▶ **WHAT TO DO**
1 > Repeat the entries from the line containing "The automated pipeline tagged blue sky" through the line containing "[248,344,327,443]", including both of those lines.
2 > Carry on the discussion about how banks could operate if deposits were fully backed, starting after its final sentence.

▶ **DOCUMENT EXCERPT**
######

FDIC provides a way for "common people" to be protected from this; the other option would involve something like the USPS offering cash-only banking for people.


> Then the bank could make money by providing services to their customers.

Which services? And those services would need to be something that I can only provide by being your depositor (otherwise I'll get beaten by someone who provides those services without the added burden of holding and securing your physical money.

You've basically designed a system that increases the costs of being a bank, and eliminates the main source of profit, and hand-waived over how to close that gap.

I suspect it's simply unprofitable to run a bank in the model you've provided. I suspect the only way to make that system work is by saying "banking is a public good, it's OK if it runs at a loss" and making it a gov't provided service. I don't really see a path to private banks existing in the model you outlined.


That's a very good point. I think services could include things like financial management, checking, sending/receiving fees, etc.

You're right, in this model it wouldn't be nearly as profitable to be a bank as it is now. Potentially, it could be a "public good" provided by the government, or it could be like a lot of the brokerages who provide investment services and charge a commission on top.

Also, you're right it would be very hard for banks to be anywhere near as profitable as they are now if assets are backed 1:1.

But in some sense, banking is already viewed as a public good since the FDIC is backing all of the bank deposits. So at the moment we kind of have a weird hybrid situation where banks are kind of pseudo-private, but also backed by the government.


CBDC maybe? Let everyone have an account at central bank, then allow transactions to and from that account. No need to involve bank, have whole system paid by government as public service.

Then you could have banks handle the process of matching lenders to depositors. With varying systems...

######

▶ **EXTRACTED ENTRIES**
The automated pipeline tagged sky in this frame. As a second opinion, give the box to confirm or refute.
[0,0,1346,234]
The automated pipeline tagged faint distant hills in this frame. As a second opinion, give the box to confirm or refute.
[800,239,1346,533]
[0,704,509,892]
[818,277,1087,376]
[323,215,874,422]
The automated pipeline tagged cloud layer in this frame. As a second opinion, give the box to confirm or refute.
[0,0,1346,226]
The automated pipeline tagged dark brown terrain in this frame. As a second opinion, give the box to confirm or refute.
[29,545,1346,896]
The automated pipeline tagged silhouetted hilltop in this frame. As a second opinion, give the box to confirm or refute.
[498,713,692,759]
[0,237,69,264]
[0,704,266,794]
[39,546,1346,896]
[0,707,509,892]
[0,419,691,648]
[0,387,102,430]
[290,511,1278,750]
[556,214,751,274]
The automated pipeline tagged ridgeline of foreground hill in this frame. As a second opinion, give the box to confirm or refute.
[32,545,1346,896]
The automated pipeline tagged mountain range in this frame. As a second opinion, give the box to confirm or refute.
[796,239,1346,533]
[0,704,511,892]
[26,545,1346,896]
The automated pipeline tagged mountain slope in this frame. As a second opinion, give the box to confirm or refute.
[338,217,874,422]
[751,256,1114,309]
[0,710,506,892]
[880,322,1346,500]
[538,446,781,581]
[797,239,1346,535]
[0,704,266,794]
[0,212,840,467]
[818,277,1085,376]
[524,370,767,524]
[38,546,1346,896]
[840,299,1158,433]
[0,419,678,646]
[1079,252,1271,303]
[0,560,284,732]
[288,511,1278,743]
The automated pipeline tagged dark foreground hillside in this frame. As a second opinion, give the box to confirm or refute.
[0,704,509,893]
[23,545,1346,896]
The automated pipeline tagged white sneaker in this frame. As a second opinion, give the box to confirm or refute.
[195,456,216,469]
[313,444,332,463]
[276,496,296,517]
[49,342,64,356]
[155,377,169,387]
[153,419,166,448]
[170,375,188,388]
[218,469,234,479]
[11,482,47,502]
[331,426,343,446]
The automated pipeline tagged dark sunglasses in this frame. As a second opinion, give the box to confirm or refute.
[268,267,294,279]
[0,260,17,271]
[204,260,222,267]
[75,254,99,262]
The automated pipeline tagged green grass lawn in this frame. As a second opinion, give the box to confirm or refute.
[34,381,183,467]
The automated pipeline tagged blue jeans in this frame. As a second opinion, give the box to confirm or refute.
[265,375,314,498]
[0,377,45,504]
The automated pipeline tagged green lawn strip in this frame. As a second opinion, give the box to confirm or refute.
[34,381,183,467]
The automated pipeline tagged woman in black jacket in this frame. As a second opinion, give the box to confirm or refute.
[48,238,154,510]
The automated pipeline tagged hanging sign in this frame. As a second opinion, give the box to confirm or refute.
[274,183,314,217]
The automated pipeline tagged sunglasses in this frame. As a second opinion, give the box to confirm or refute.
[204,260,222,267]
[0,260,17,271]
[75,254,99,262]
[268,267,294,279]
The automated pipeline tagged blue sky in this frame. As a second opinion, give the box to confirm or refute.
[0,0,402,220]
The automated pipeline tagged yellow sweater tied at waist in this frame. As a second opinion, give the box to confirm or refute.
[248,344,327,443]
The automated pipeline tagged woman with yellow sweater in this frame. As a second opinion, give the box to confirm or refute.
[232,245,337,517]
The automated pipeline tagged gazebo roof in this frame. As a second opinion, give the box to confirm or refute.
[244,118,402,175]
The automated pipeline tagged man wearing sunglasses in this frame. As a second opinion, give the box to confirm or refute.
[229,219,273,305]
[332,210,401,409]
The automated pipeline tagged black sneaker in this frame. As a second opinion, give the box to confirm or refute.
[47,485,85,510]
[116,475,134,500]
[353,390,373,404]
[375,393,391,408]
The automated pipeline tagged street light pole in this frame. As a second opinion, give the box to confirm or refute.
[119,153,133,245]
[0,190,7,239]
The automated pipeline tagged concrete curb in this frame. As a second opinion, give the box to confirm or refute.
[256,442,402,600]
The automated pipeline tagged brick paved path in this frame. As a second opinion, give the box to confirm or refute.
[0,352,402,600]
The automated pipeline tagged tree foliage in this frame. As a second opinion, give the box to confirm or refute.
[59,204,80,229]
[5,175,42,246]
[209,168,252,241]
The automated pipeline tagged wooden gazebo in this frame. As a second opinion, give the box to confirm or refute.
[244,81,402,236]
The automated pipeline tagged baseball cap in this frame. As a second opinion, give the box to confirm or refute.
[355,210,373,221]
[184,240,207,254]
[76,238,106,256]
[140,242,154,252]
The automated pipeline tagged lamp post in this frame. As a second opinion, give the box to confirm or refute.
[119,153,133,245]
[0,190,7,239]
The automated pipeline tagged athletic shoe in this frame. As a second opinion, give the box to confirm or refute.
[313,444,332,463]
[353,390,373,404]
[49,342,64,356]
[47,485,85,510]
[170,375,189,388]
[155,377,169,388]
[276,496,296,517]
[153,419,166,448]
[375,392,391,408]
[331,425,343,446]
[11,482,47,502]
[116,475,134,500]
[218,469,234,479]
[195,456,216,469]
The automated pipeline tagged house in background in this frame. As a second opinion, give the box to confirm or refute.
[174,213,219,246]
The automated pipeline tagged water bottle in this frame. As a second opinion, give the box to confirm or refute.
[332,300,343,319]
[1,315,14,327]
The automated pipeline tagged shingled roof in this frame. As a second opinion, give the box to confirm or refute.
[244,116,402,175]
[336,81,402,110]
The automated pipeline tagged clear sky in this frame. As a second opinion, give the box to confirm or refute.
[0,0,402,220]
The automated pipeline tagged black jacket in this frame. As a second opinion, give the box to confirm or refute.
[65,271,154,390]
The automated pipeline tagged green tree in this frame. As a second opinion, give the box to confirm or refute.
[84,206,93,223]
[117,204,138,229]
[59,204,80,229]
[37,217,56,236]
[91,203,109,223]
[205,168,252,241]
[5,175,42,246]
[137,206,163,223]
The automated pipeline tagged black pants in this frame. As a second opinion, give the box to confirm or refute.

######

▶ **THE REPLIES**
1 >
The automated pipeline tagged blue sky in this frame. As a second opinion, give the box to confirm or refute.
[0,0,402,220]
The automated pipeline tagged yellow sweater tied at waist in this frame. As a second opinion, give the box to confirm or refute.
[248,344,327,443]

2 >
Banks don't lend out deposits. They don't take deposits and lend out 90% or so. Fractional reserve banking is a model of how banking works but it's a wrong model. In reality banks make loans (which create deposits). They try to attract deposits from other banks because they need enough bank reserves to cover liquidity issues (like customers transferring money to other banks). When a bank transfers deposits to another bank, they must transfer reserves too. There is really a 2 tiered money system in the US. There are bank reserves (which you and I can't have) and deposits (which you and I do have).

How banks actually work was described well by the Bank of England. https://www.bankofengland.co.uk/quarterly-bulletin/2014/q1/m...


> Fractional reserve banking is a model of how banking works but it's a wrong model. [...] They try to attract deposits from other banks because they need enough bank reserves

Not completely wrong, after all.


Ultimately it's the capital that the banks have that limit how much they can lend, not reserves. Their capital requirements are the limit. Once capital falls below a certain percentage, the bank is in trouble.


It's a useful model the same way a toy hotwheel is a model of a car. Yes they both have four wheels.

Notice the issue that SVB had was a huge influx of deposits and not enough loans.


The ability to 'borrow' someone else's money to do something valuable with it opens huge opportunities. This model is what fueled the massive economic growth of the last few hundred years, made the industrial revolution possible, and made home ownership possible for non-aristocracy.


The people whose money you're 'borrowing' may have had other ideas about what they'd have liked to see it invested into.


> Then the bank could make money by providing services to their customers.

The point of a bank is to loan money. That's it. This is how they make money. They need deposits so they can loan money. They pay the depositor a part of the interest on the loans they write. They don't exist to sell services because that's a really bad business. They provide services to attract deposits so they can write more loans. That's what banks are.

> ...and then invest that money trying to make a return on it.

No, they don't do that. They loan the money. If they can't loan it then they put it into a variety of safe places that can earn some interest, among other things. But they don't gamble depositors money. Investment banks may, but that's an entirely different thing.


> What I don't understand is why do banks work this way?

People don't want to lose their money to inflation, so banks are implicitly required to make up for that. Also, it's just too tempting for them not to use the money that is collecting dust.

Hopefully people will emerge from this with a better understanding of Bitcoin's advantage to normal fiat system, which is something that is severely lacking in discussions I see here in HN.


Except the bank interest still doesn't beat inflation, let alone the rate of M2 increase. Chase offers 0.1% on savings accounts right now, which would be pointless to me.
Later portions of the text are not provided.